> [Consegna a] Secondo l'estratto fornito, quali due leggi capovolge Davide?

> [Estratto fornito]
--*--
Dopo che Davide ha manifestato a Saul che avrebbe potuto ucciderle e non lo ha fatto, vi è nel re un momento di convincimento del suo comportamento non retto. Ma è solo un momento. Attualmente è senza lo spirito sovrumano cattivo. Non appena lo spirito tornerà a tormentarlo con la gelosia, di nuovo comincerà l’inseguimento nella volontà di sopprimere Davide. Mai ci si deve fidare di chi cade sotto il potere di Satana. La volontà di bene dura solo un istante. Poi governa e impera la volontà di male.

Vergine Maria, Madre della Redenzione, Angeli, Santi, liberateci da ogni ingiustizia.

 

20 GENNAIO

COME SONO CADUTI GLI EROI?

2 Sam 1,1-4.11-12.19.23-27; Sal 79; Mc 3,20-21

Davide in ogni circostanza attesta e rivela la nobiltà del suo cuore. Il re assieme a Giònata sono moti sul monte Gelboe, combattendo contro i Filistei. Lui non gioisce della morte di colui che lo perseguitava. Neanche pensa che ormai è lui il re d’Israele. Lui vede la morte di due persone che erano nel suo cuore, in modo del tutto speciale Giònata e intona un lamento su di loro. Celebra le loro gesta. Li proclama eroi. Vuole che così vengano sempre ricordati. È come se Saul fosse inglobato e divenuto una cosa sola con Giònata, il suo grande amico che lo ha salvato da sicura morte.

Davide comincia a introdurre un pensiero nuovo in Israele. Con lui comincia a farsi strada la legge dell’amore dei nemici, o almeno dal trattenersi dal fare loro del male. Lui capovolge sia la legge di Lamec che quella del taglione. Nel cuore dell’uomo sempre deve esserci spazio per la misericordia, la pietà, la compassione, il rispetto.
--*--
> [Materiale dell'esercizio]
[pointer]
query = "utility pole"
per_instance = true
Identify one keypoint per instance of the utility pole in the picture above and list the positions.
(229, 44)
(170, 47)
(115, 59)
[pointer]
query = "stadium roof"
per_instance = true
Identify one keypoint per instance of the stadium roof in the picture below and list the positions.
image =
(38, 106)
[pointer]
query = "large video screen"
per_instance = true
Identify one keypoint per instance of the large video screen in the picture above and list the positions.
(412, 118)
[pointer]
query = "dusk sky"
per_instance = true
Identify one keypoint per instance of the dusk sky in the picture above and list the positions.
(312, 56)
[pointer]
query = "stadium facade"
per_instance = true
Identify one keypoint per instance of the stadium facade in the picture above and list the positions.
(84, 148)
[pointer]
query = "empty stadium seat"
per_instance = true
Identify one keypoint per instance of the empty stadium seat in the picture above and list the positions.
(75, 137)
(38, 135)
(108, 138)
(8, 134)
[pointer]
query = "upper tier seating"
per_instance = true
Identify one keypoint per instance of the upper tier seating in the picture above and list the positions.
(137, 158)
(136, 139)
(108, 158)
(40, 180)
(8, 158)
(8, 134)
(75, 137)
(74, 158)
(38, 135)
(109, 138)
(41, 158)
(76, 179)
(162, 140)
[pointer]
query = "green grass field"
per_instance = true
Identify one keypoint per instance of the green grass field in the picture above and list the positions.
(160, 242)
--*--
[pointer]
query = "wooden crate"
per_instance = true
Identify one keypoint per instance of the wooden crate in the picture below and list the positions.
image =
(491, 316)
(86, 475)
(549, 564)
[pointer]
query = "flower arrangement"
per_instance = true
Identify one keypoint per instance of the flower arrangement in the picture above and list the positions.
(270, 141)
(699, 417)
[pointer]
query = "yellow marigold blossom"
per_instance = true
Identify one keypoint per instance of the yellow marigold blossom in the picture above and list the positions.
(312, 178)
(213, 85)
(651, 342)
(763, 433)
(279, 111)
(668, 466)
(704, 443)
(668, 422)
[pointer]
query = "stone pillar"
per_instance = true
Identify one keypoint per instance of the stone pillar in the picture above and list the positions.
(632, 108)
--*--
> [Consegna b] Raccogli dall'elenco tutte le righe che contengono la stringa "empty", distinguendo tra maiuscole e minuscole.

> [Risposta completa a] Davide capovolge sia la legge di Lamec sia quella del taglione.

> [Risposta completa b]
query = "empty stadium seat"
Identify one keypoint per instance of the empty stadium seat in the picture above and list the positions.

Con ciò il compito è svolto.